- _Records from a data collection_:
____

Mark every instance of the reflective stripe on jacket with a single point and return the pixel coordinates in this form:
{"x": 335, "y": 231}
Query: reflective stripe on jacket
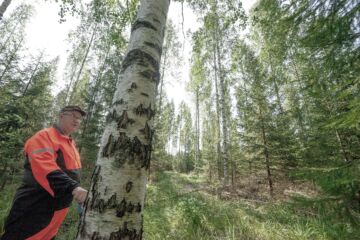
{"x": 51, "y": 173}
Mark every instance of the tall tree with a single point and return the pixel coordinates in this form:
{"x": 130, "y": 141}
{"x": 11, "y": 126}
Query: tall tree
{"x": 118, "y": 184}
{"x": 4, "y": 5}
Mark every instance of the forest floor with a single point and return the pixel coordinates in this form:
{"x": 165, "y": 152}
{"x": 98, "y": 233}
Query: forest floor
{"x": 186, "y": 207}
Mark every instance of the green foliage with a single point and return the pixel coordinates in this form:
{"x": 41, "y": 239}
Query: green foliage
{"x": 175, "y": 211}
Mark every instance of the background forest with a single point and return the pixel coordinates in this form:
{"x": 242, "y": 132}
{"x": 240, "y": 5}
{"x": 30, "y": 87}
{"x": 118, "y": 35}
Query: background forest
{"x": 266, "y": 144}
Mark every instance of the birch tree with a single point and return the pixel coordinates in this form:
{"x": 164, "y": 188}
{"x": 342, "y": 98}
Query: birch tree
{"x": 3, "y": 7}
{"x": 115, "y": 203}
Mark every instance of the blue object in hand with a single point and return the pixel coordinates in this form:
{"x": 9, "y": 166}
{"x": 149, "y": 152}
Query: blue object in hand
{"x": 80, "y": 209}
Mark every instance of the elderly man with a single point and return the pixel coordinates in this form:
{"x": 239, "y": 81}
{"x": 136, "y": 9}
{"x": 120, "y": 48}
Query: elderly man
{"x": 50, "y": 182}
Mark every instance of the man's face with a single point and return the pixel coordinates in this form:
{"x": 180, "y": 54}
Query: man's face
{"x": 70, "y": 121}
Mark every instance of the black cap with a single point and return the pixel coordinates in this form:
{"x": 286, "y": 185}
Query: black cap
{"x": 73, "y": 108}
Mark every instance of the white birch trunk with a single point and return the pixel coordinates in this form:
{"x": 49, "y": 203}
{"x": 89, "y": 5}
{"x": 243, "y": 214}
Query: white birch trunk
{"x": 3, "y": 7}
{"x": 115, "y": 203}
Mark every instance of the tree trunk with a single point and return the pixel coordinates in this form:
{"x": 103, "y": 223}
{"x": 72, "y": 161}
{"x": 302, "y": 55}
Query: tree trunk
{"x": 225, "y": 153}
{"x": 92, "y": 102}
{"x": 266, "y": 155}
{"x": 68, "y": 101}
{"x": 114, "y": 207}
{"x": 32, "y": 75}
{"x": 197, "y": 123}
{"x": 219, "y": 156}
{"x": 11, "y": 58}
{"x": 3, "y": 7}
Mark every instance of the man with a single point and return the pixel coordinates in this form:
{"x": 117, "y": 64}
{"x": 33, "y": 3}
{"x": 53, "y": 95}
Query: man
{"x": 50, "y": 182}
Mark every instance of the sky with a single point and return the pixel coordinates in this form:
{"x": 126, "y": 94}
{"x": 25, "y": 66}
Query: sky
{"x": 44, "y": 32}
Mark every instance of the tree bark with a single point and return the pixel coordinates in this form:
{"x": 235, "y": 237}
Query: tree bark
{"x": 266, "y": 154}
{"x": 3, "y": 7}
{"x": 114, "y": 207}
{"x": 197, "y": 123}
{"x": 225, "y": 153}
{"x": 68, "y": 101}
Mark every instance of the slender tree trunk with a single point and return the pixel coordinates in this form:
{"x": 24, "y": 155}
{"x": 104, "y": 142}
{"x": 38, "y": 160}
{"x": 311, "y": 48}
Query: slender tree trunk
{"x": 3, "y": 7}
{"x": 197, "y": 124}
{"x": 342, "y": 146}
{"x": 219, "y": 155}
{"x": 266, "y": 154}
{"x": 92, "y": 103}
{"x": 225, "y": 153}
{"x": 81, "y": 68}
{"x": 8, "y": 63}
{"x": 10, "y": 34}
{"x": 114, "y": 207}
{"x": 162, "y": 81}
{"x": 32, "y": 74}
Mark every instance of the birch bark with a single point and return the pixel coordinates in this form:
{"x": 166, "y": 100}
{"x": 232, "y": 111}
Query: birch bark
{"x": 113, "y": 209}
{"x": 3, "y": 7}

____

- _PROBLEM DETAILS_: Without the pictures, return the entries exactly as they appear.

- _RESPONSE BELOW_:
Mark every instance of the reflective stripe on jacket with a single point and return the pixel coordinates in this form:
{"x": 335, "y": 231}
Query: reflective stripe on jacket
{"x": 51, "y": 173}
Mark every instance of the tall tree with a single point and return the pixel coordinates in this form:
{"x": 130, "y": 141}
{"x": 11, "y": 126}
Query: tall tree
{"x": 118, "y": 184}
{"x": 4, "y": 5}
Mark every instance of the forest floor with a single point and return the pixel coordinates in this form:
{"x": 165, "y": 152}
{"x": 98, "y": 233}
Query: forest floor
{"x": 186, "y": 207}
Mark every instance of the green foliage with a single point and return the pixel coordinates in this form:
{"x": 41, "y": 239}
Query: green foliage
{"x": 175, "y": 211}
Mark every instance of the background forest with a single point and return the pixel coordinates in this form:
{"x": 242, "y": 132}
{"x": 240, "y": 5}
{"x": 30, "y": 87}
{"x": 118, "y": 35}
Query: background forest
{"x": 266, "y": 144}
Mark every instance of the birch tree with a single point and return the pixel coordinates in this form:
{"x": 164, "y": 188}
{"x": 342, "y": 98}
Query: birch tree
{"x": 3, "y": 7}
{"x": 115, "y": 203}
Mark every instance of the blue object in hand with a single point and return the pixel coordinates in this form:
{"x": 9, "y": 166}
{"x": 149, "y": 152}
Query: blue object in hand
{"x": 80, "y": 209}
Mark every instance of the elderly man with a single point and return the pixel coordinates in this form:
{"x": 239, "y": 81}
{"x": 136, "y": 9}
{"x": 120, "y": 48}
Query: elderly man
{"x": 50, "y": 182}
Mark every instance of the man's face with a single point and return the pixel coordinates in this form:
{"x": 180, "y": 54}
Query: man's face
{"x": 70, "y": 121}
Mark every instance of the black cap with a single point and return the pixel coordinates in this form:
{"x": 286, "y": 185}
Query: black cap
{"x": 73, "y": 108}
Mark every instance of the white birch trunk with a single point and return the pixel coordinates in this form:
{"x": 49, "y": 203}
{"x": 89, "y": 5}
{"x": 243, "y": 214}
Query: white birch trunk
{"x": 3, "y": 7}
{"x": 115, "y": 203}
Mark every instance of the tree trunk with a single point and return the pixel coordinates in this form:
{"x": 103, "y": 223}
{"x": 72, "y": 161}
{"x": 302, "y": 55}
Query: tree trunk
{"x": 225, "y": 153}
{"x": 92, "y": 102}
{"x": 266, "y": 155}
{"x": 68, "y": 101}
{"x": 114, "y": 207}
{"x": 32, "y": 75}
{"x": 197, "y": 123}
{"x": 219, "y": 156}
{"x": 11, "y": 58}
{"x": 3, "y": 7}
Mark every instance of the man with a single point and return the pixel coordinates in this form:
{"x": 117, "y": 64}
{"x": 33, "y": 3}
{"x": 53, "y": 95}
Query: man
{"x": 50, "y": 182}
Mark every instance of the sky with a single point and return the pixel coordinates in this form:
{"x": 126, "y": 94}
{"x": 25, "y": 66}
Query: sky
{"x": 44, "y": 32}
Mark every instance of the tree bark with a single point and return the pixel coordinates in this form:
{"x": 235, "y": 237}
Query: tree bark
{"x": 266, "y": 154}
{"x": 3, "y": 7}
{"x": 114, "y": 207}
{"x": 197, "y": 123}
{"x": 225, "y": 153}
{"x": 68, "y": 101}
Mark every instance of the slender tree trunk with a single point and return the pixel coordinates in this form:
{"x": 24, "y": 155}
{"x": 104, "y": 142}
{"x": 38, "y": 160}
{"x": 311, "y": 48}
Query: slender tree trunk
{"x": 3, "y": 7}
{"x": 197, "y": 124}
{"x": 342, "y": 146}
{"x": 219, "y": 155}
{"x": 266, "y": 154}
{"x": 92, "y": 103}
{"x": 225, "y": 153}
{"x": 81, "y": 68}
{"x": 8, "y": 63}
{"x": 10, "y": 34}
{"x": 114, "y": 207}
{"x": 162, "y": 81}
{"x": 32, "y": 74}
Mark every instance of the birch bark with a single point and return the pixel coordinates in this form:
{"x": 166, "y": 100}
{"x": 232, "y": 111}
Query: birch bark
{"x": 113, "y": 209}
{"x": 3, "y": 7}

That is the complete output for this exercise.